··· Source material

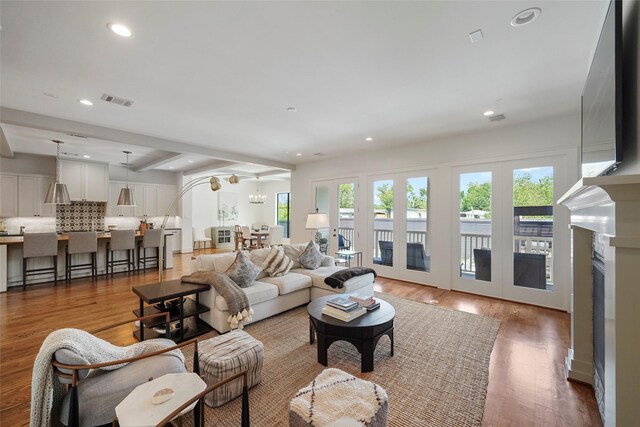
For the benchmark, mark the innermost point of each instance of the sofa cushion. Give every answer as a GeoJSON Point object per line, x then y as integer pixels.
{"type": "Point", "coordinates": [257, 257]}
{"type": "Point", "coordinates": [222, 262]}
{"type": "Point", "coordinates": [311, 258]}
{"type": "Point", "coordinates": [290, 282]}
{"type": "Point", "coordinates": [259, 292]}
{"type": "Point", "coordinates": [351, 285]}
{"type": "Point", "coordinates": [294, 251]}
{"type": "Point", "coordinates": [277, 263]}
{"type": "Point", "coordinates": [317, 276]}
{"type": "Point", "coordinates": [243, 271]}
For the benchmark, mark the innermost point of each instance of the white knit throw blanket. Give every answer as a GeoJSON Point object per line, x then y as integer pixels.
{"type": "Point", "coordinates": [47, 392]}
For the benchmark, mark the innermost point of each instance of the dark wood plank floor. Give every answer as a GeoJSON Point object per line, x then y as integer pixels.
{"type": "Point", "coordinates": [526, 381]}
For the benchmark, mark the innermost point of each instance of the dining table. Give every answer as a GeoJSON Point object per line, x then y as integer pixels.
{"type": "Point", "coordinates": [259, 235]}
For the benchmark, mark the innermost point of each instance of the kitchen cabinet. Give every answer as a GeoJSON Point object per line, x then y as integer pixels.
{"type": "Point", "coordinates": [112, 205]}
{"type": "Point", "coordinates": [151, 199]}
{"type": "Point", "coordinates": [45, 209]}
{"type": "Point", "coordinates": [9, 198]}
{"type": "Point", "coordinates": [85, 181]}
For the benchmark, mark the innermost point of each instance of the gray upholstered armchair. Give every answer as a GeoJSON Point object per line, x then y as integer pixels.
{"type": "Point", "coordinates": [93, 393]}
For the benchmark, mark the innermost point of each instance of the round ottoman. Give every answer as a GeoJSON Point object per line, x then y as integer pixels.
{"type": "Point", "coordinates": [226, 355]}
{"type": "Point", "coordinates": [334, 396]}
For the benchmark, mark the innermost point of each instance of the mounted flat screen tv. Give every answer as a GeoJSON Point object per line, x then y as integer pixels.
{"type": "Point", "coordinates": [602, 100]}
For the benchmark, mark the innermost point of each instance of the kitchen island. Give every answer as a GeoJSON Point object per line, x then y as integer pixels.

······

> **Work to be completed**
Starting at the line that has "of the mounted" and continuing through the end of the records, rewrite every line, requests included. Multiply each point coordinate in the answers by 1.1 and round to whole numbers, with halves rounding up.

> **Exercise output**
For the benchmark, mark the innermost point of each instance of the mounted flat screen tv. Give every answer as a GeoJSON Point object per line, x then y as integer pixels.
{"type": "Point", "coordinates": [662, 110]}
For the benchmark, mark the innermost point of each instance of the kitchen island. Give every answer as a GeoJSON Point object per line, x then y as integer pixels.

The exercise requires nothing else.